═════ Material supplied ═════
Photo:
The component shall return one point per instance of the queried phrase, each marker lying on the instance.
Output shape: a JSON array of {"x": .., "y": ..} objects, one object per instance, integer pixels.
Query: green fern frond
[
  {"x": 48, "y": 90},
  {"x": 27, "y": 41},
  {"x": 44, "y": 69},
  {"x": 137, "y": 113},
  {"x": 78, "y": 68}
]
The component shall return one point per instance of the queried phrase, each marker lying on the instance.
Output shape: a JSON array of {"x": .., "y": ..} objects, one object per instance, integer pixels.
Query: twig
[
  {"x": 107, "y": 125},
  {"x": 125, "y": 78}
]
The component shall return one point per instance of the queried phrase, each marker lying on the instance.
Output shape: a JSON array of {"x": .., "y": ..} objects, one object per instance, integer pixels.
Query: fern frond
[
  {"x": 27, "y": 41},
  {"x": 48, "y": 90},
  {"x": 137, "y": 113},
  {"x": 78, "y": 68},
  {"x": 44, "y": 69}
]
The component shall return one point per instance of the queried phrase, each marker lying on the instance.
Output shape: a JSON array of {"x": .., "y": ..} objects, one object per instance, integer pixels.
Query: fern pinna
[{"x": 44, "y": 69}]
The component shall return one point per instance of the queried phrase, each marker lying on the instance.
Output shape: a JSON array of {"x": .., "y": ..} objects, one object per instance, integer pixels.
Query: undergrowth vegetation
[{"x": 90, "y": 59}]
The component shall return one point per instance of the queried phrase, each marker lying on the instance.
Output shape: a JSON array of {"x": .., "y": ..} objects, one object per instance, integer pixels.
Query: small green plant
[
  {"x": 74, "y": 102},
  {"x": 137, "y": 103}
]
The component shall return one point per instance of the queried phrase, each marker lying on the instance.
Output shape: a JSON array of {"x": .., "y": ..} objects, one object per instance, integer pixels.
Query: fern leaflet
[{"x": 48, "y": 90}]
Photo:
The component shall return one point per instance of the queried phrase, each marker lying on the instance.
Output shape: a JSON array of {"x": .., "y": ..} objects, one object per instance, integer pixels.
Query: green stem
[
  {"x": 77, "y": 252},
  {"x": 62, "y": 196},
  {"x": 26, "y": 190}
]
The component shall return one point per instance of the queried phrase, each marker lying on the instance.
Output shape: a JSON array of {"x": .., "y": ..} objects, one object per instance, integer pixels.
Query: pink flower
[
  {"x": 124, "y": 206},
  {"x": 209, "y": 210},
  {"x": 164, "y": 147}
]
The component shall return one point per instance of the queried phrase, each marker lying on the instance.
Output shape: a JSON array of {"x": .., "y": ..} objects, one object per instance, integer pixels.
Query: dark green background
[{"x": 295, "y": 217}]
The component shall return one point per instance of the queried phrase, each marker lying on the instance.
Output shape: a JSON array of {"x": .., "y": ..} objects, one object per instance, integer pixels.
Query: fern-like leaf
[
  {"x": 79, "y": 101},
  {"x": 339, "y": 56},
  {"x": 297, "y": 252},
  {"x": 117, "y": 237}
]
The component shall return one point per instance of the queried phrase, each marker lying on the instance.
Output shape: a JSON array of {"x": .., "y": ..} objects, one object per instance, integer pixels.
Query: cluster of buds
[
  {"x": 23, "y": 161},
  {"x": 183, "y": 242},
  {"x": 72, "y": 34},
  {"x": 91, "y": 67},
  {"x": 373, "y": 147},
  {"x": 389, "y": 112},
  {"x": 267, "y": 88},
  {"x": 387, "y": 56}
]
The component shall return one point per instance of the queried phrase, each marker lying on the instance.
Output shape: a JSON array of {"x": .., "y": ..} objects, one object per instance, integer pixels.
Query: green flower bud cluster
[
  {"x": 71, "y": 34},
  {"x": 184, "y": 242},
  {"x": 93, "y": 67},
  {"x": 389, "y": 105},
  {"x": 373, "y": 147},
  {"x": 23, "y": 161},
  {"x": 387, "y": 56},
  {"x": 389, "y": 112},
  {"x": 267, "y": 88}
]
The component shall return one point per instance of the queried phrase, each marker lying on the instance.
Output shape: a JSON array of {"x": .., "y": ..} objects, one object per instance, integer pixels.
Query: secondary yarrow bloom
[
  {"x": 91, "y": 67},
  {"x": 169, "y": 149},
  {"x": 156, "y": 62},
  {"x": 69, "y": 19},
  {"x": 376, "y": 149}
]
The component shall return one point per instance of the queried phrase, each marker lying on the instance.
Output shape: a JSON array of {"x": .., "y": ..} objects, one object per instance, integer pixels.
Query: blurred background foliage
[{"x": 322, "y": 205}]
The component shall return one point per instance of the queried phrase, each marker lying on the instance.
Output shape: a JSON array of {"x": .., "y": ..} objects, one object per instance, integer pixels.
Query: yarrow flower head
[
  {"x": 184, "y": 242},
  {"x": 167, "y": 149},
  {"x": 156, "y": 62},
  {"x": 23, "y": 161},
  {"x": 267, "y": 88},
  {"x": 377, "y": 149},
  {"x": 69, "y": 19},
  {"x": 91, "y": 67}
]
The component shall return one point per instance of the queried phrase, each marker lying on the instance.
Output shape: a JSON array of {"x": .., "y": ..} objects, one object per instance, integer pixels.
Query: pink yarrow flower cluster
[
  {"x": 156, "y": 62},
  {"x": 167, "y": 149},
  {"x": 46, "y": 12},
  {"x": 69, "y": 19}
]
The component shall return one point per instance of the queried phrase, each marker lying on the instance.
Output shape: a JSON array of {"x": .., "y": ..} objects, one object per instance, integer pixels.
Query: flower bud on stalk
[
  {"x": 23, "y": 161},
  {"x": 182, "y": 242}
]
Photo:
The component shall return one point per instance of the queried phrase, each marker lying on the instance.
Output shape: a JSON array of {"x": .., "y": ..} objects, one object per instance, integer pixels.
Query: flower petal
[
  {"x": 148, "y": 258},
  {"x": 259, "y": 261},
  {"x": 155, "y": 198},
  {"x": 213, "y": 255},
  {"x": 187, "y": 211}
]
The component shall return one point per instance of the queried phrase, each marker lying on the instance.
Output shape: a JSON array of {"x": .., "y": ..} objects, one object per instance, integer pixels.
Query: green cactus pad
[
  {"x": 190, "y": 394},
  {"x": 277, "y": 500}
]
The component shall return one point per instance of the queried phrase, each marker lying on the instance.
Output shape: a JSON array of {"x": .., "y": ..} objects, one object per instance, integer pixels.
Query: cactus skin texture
═════
Each line above must be printed exactly as it appears.

* [Correct answer]
Photo:
The component shall return one point per instance of the queried phrase, each marker lying on the instance.
Output shape: a JSON array of {"x": .., "y": ..} objects, one object per instance, integer pixels.
Query: green fern frond
[
  {"x": 48, "y": 90},
  {"x": 27, "y": 41},
  {"x": 44, "y": 69},
  {"x": 137, "y": 113},
  {"x": 78, "y": 68}
]
The component shall return one point per instance of the queried phrase, each marker lying on the instance.
Output shape: a JSON array of {"x": .., "y": ..} objects, one object per instance, integer pixels.
Query: twig
[
  {"x": 107, "y": 125},
  {"x": 125, "y": 78}
]
The component shall return one point per instance of the queried phrase, each marker lying on the instance.
Output shape: a JSON array of {"x": .., "y": ..} objects, one object per instance, integer pixels.
Query: fern frond
[
  {"x": 27, "y": 41},
  {"x": 48, "y": 90},
  {"x": 137, "y": 113},
  {"x": 78, "y": 68},
  {"x": 44, "y": 69}
]
The component shall return one point per instance of the queried phrase, each marker lying on the instance.
Output shape: a JSON array of {"x": .., "y": ..} objects, one object per instance, integer pixels.
Query: fern pinna
[{"x": 44, "y": 69}]
The component shall return one point per instance of the queried phrase, each marker lying on the instance.
Output shape: a JSON array of {"x": .., "y": ..} objects, one object per instance, integer pixels.
Query: undergrowth vegetation
[{"x": 90, "y": 59}]
The component shall return one point per instance of the queried phrase, each marker lying on the instance.
Output shape: a JSON array of {"x": .., "y": ..} objects, one object per instance, integer pixels.
Query: small green plant
[
  {"x": 74, "y": 102},
  {"x": 137, "y": 103}
]
The component shall return one point per instance of the queried phrase, each marker lying on the instance.
Output shape: a JSON array of {"x": .., "y": ..} objects, one object per instance, integer pixels.
Query: fern leaflet
[{"x": 48, "y": 90}]
Photo:
The component shall return one point per instance of the queried phrase, each marker lying on the instance.
Output shape: a JSON array of {"x": .., "y": ..} objects, one object per instance, integer pixels.
Query: green stem
[
  {"x": 77, "y": 252},
  {"x": 62, "y": 196},
  {"x": 26, "y": 190}
]
The component shall return one point per instance of the queried phrase, each marker lying on the instance.
Output shape: a JSON array of {"x": .., "y": ..} objects, one object per instance, integer pixels.
Query: pink flower
[
  {"x": 124, "y": 206},
  {"x": 209, "y": 210},
  {"x": 164, "y": 147}
]
The component shall return one point per instance of the queried phrase, each marker lying on the instance.
Output shape: a JSON array of {"x": .., "y": ..} objects, one object per instance, integer pixels.
Query: dark green background
[{"x": 295, "y": 217}]
The component shall return one point per instance of the queried phrase, each marker lying on the instance.
Output shape: a JSON array of {"x": .., "y": ..} objects, one object per instance, integer pixels.
Query: fern-like leaf
[
  {"x": 79, "y": 101},
  {"x": 339, "y": 56},
  {"x": 297, "y": 252},
  {"x": 117, "y": 237}
]
The component shall return one point per instance of the queried phrase, each marker lying on the instance.
Output shape: a JSON array of {"x": .., "y": ..} objects, one object per instance, integer pixels.
Query: cluster of buds
[
  {"x": 23, "y": 161},
  {"x": 183, "y": 242},
  {"x": 72, "y": 34},
  {"x": 91, "y": 67},
  {"x": 373, "y": 147},
  {"x": 389, "y": 112},
  {"x": 267, "y": 88},
  {"x": 387, "y": 56}
]
The component shall return one point per instance of the queried phrase, each marker lying on the instance.
Output shape: a JSON array of {"x": .., "y": ..} objects, one object per instance, integer pixels.
Query: green flower bud cluster
[
  {"x": 71, "y": 34},
  {"x": 184, "y": 242},
  {"x": 93, "y": 67},
  {"x": 389, "y": 105},
  {"x": 373, "y": 147},
  {"x": 23, "y": 161},
  {"x": 387, "y": 56},
  {"x": 389, "y": 112},
  {"x": 267, "y": 88}
]
The component shall return one point per instance of the queried phrase, each marker lying on the instance.
Output shape: a JSON array of {"x": .., "y": ..} objects, one object per instance, integer pixels.
Query: secondary yarrow bloom
[
  {"x": 91, "y": 67},
  {"x": 169, "y": 149},
  {"x": 156, "y": 62},
  {"x": 69, "y": 19},
  {"x": 376, "y": 149}
]
The component shall return one point per instance of the queried phrase, each marker lying on the instance.
Output shape: a JSON array of {"x": .., "y": ..} objects, one object per instance, integer pixels.
Query: blurred background foliage
[{"x": 322, "y": 205}]
The component shall return one point per instance of the queried phrase, each marker lying on the instance.
Output shape: a JSON array of {"x": .., "y": ..} objects, one object per instance, integer pixels.
Query: yarrow flower head
[
  {"x": 184, "y": 242},
  {"x": 167, "y": 149},
  {"x": 156, "y": 62},
  {"x": 23, "y": 161},
  {"x": 267, "y": 88},
  {"x": 377, "y": 149},
  {"x": 69, "y": 19},
  {"x": 91, "y": 67}
]
The component shall return one point per instance of the queried phrase, each marker lying on the instance.
Output shape: a JSON array of {"x": .., "y": ..} objects, one object per instance, integer pixels.
Query: pink yarrow flower cluster
[
  {"x": 156, "y": 62},
  {"x": 167, "y": 149},
  {"x": 46, "y": 12},
  {"x": 69, "y": 19}
]
The component shall return one point per instance of the queried phrase, each marker lying on the instance.
Output shape: a JSON array of {"x": .., "y": ..} objects, one object per instance, integer pixels.
Query: flower bud on stalk
[
  {"x": 23, "y": 161},
  {"x": 182, "y": 242}
]
Photo:
The component shall return one point per instance of the queried phrase, each marker lying on the instance.
Output shape: a JSON array of {"x": .., "y": ..} objects, one object per instance, integer pixels.
Query: flower petal
[
  {"x": 148, "y": 258},
  {"x": 259, "y": 261},
  {"x": 155, "y": 198},
  {"x": 213, "y": 255},
  {"x": 187, "y": 211}
]
The component shall return one point per instance of the queried phrase, each marker lying on the instance.
Output shape: a JSON array of {"x": .., "y": ..} objects, one object per instance, integer pixels.
Query: green cactus pad
[
  {"x": 190, "y": 394},
  {"x": 277, "y": 500}
]
The component shall return one point per instance of the queried phrase, each marker lying on the instance.
Output shape: a JSON array of {"x": .., "y": ..} objects, one object per instance, integer pixels.
Query: cactus skin texture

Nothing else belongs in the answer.